Données d'annotation de localisation d'objets:
________________________

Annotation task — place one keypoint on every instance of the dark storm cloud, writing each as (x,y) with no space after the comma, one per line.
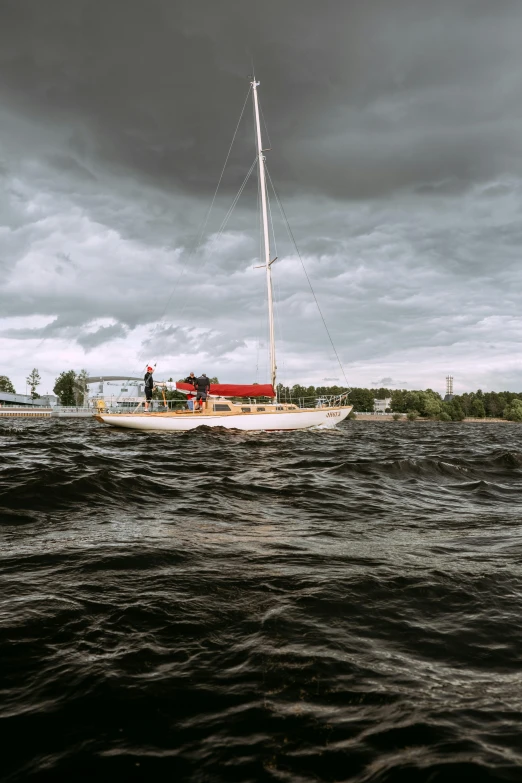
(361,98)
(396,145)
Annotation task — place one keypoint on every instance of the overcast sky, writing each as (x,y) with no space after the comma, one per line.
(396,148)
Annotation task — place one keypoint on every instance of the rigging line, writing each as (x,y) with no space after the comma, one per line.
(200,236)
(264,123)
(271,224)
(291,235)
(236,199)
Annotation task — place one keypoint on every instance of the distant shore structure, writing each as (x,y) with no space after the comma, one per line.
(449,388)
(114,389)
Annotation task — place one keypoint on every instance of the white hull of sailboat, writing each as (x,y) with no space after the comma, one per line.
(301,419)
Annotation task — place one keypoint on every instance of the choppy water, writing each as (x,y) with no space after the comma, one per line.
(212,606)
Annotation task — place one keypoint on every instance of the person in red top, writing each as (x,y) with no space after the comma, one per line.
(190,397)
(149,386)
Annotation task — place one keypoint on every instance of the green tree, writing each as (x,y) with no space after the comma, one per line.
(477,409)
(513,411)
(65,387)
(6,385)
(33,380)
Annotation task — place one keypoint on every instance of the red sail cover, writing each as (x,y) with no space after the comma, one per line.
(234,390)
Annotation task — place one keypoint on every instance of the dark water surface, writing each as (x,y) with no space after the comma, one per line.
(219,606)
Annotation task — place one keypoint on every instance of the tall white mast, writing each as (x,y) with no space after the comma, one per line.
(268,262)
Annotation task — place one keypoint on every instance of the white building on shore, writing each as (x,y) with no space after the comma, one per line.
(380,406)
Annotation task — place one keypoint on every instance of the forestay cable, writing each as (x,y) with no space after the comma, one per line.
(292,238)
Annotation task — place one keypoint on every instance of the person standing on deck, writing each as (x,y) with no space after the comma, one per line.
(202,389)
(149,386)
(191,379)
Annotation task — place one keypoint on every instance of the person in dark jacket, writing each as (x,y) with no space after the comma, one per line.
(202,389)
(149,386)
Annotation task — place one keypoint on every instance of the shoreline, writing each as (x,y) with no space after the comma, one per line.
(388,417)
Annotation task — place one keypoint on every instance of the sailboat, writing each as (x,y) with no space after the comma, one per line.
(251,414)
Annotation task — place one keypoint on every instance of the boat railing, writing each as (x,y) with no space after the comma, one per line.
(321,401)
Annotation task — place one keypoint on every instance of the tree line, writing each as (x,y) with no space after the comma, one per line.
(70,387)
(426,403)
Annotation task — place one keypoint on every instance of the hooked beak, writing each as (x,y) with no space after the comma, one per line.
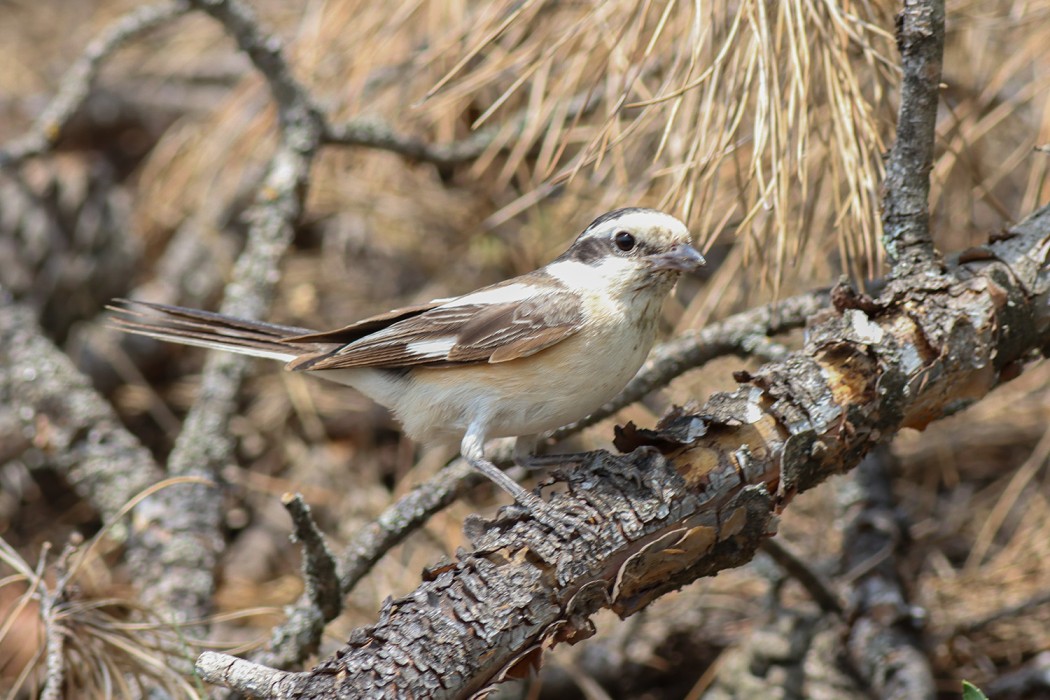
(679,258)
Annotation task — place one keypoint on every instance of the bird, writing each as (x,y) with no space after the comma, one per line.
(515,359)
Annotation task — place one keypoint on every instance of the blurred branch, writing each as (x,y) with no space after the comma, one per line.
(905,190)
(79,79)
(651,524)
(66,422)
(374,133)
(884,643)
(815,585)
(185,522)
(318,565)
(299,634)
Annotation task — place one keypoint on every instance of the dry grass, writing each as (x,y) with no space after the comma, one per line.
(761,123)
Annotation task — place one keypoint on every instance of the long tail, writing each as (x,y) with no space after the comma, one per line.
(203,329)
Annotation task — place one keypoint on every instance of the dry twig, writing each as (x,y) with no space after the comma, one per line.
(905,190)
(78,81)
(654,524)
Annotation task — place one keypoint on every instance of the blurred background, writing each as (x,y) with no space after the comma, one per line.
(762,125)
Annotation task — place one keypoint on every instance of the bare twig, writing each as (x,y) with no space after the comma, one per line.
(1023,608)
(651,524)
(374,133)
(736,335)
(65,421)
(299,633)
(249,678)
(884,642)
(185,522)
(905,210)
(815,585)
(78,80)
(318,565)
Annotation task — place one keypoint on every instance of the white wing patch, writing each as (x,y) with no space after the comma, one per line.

________________________

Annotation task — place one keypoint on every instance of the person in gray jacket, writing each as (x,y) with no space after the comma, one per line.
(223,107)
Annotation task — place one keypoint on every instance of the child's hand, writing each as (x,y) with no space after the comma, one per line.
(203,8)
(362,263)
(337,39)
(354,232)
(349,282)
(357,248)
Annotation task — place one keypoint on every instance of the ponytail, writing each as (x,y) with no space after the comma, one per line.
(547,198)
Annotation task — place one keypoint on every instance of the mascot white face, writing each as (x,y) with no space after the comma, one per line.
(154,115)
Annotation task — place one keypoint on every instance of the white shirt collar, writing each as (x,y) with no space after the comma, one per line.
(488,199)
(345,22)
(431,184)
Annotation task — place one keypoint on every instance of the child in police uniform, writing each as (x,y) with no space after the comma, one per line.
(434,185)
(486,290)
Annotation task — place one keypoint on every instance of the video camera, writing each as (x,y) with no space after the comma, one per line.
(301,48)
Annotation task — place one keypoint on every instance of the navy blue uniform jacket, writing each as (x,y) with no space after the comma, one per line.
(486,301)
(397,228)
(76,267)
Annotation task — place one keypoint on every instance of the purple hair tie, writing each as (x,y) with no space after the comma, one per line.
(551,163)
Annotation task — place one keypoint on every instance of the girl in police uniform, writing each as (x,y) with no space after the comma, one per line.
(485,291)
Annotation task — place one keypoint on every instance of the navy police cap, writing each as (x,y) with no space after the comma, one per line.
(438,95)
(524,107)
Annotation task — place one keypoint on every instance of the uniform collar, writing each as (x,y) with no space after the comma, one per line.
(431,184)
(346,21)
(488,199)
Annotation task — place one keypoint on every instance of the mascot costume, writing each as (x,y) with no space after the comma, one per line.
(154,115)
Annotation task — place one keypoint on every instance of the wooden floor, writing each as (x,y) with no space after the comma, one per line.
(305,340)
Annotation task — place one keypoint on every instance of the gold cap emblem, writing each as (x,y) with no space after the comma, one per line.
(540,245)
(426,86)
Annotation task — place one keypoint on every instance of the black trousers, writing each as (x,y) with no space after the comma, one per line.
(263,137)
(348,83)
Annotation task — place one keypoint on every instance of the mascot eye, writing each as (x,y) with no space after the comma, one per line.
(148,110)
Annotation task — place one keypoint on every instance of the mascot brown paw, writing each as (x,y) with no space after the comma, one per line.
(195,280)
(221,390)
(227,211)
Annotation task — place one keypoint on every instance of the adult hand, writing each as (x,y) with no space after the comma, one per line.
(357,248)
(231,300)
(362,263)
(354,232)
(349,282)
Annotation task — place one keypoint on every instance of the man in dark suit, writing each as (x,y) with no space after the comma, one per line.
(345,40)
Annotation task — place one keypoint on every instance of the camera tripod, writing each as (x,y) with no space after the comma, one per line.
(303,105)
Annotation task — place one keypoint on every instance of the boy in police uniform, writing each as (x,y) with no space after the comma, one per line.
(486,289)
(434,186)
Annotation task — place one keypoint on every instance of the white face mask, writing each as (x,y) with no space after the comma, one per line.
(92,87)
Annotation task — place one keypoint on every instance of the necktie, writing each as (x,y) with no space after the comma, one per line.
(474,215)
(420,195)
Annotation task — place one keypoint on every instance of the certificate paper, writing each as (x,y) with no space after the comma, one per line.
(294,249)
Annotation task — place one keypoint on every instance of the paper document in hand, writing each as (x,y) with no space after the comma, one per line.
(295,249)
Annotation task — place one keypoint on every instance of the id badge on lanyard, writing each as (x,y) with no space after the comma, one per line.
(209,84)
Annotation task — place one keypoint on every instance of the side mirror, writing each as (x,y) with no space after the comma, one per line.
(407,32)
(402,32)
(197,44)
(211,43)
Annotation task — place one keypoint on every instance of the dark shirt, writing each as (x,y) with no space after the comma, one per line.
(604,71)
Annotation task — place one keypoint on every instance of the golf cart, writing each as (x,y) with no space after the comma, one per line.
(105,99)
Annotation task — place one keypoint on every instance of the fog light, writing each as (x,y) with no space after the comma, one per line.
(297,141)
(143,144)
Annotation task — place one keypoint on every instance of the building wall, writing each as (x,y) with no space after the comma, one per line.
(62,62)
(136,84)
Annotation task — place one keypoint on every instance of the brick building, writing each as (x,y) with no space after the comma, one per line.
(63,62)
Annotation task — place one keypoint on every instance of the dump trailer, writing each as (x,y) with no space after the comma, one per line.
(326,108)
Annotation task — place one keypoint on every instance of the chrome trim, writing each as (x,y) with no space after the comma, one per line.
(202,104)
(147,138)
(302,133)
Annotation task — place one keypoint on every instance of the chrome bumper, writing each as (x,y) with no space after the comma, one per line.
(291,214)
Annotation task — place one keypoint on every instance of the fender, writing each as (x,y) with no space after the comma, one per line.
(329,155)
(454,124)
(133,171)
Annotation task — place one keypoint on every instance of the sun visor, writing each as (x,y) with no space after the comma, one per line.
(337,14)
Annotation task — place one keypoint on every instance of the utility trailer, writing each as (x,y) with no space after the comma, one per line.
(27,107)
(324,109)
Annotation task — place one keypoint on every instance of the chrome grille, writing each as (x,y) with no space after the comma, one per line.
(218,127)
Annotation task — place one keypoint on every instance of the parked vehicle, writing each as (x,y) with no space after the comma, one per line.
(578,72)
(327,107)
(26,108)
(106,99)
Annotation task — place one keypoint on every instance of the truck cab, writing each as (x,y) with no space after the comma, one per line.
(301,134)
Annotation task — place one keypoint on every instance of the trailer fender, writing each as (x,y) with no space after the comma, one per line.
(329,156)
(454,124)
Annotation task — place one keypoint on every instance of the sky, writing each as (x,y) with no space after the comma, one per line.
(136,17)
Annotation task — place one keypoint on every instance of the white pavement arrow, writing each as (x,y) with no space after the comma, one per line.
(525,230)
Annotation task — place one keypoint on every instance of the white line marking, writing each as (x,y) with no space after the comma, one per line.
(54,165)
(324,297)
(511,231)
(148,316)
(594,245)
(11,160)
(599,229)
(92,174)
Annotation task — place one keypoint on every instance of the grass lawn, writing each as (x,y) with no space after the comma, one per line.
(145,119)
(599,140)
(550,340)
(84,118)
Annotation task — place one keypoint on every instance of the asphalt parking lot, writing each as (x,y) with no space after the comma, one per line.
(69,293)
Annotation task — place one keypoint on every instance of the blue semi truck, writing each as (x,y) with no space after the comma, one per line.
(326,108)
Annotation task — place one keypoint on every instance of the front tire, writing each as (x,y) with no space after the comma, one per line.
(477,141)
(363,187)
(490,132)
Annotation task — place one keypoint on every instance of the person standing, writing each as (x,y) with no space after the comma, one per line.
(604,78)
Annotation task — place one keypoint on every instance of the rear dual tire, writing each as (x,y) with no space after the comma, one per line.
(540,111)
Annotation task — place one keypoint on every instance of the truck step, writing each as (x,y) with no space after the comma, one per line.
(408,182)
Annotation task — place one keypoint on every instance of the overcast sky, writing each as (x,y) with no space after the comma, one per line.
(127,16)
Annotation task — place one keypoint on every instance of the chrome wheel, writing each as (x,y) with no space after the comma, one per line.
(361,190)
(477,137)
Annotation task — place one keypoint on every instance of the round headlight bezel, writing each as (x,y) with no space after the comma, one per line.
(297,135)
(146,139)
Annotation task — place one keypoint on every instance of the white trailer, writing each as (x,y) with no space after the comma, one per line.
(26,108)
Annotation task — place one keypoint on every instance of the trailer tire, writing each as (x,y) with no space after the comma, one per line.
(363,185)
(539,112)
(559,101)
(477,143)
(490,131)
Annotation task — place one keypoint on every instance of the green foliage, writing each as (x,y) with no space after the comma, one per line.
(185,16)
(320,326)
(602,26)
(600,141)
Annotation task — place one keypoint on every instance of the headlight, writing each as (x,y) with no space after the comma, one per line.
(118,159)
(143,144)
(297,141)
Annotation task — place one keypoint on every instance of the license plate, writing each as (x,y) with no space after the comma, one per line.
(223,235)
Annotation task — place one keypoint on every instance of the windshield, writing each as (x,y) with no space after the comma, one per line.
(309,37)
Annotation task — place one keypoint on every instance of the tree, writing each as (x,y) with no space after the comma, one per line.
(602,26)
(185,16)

________________________

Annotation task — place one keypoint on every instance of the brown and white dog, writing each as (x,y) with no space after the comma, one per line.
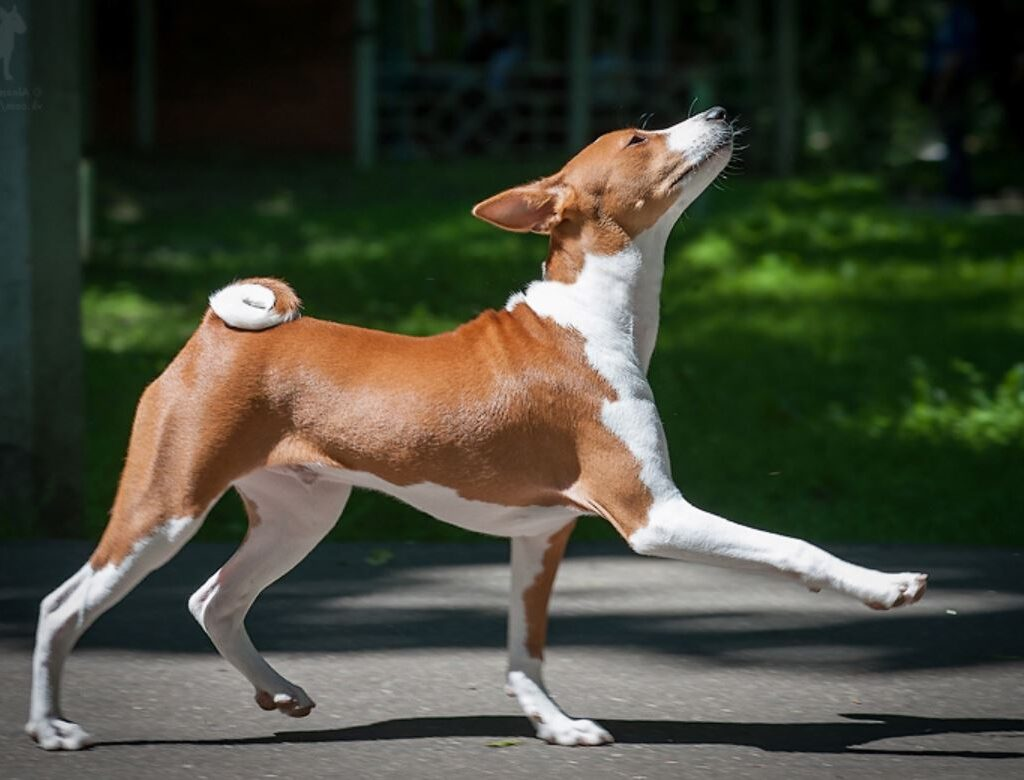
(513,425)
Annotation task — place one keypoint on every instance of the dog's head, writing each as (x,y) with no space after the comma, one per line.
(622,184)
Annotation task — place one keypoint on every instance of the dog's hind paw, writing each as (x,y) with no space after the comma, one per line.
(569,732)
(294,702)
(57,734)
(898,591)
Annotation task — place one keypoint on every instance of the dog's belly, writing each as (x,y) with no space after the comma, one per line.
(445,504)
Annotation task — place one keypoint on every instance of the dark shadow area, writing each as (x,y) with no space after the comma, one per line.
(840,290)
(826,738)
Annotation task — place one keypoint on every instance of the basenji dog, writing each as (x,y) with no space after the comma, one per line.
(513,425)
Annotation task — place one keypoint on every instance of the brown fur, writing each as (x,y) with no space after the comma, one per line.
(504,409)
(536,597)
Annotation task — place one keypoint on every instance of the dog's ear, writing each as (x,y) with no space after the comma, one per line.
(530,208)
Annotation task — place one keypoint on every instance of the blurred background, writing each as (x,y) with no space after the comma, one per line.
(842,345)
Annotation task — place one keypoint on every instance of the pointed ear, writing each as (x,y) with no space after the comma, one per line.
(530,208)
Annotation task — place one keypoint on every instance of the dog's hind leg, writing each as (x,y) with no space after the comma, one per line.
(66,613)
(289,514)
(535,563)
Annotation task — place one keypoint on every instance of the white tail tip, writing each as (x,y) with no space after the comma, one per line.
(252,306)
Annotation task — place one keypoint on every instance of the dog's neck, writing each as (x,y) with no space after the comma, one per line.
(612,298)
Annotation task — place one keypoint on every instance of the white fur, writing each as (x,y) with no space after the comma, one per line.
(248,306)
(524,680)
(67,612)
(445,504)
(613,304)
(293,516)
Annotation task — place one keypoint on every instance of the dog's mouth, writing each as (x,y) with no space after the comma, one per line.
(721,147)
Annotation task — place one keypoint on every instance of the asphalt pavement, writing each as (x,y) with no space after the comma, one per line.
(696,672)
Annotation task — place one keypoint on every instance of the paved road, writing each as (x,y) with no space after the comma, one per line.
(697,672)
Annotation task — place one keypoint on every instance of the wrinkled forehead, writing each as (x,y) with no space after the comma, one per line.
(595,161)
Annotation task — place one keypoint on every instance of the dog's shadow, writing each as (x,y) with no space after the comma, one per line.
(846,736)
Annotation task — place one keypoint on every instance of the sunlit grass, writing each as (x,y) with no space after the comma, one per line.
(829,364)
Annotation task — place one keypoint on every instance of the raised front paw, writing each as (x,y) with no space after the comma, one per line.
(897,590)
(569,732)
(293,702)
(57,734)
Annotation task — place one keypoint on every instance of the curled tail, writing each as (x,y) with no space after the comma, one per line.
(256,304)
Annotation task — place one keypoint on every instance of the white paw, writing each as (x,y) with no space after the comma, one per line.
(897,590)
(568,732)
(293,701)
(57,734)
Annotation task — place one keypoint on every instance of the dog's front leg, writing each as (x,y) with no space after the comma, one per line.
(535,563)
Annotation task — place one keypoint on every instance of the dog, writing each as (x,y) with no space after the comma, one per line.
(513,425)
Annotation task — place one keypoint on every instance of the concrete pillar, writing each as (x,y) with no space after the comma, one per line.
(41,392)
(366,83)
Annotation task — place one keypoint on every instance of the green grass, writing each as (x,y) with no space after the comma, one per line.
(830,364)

________________________

Tâche demandée:
Repérez dans le listing ci-dessus toutes les lignes contenant le mot "headlight" et recopiez-les. Tenez compte de la casse.

Résultat obtenu:
Annotation task — place one keypoint on every instance of the round headlight bezel, writing each as (x,y) with no space after the comma, one per line.
Annotation task — place one keypoint on every instance of the headlight, writing each as (x,y) with no space after the comma, one per line.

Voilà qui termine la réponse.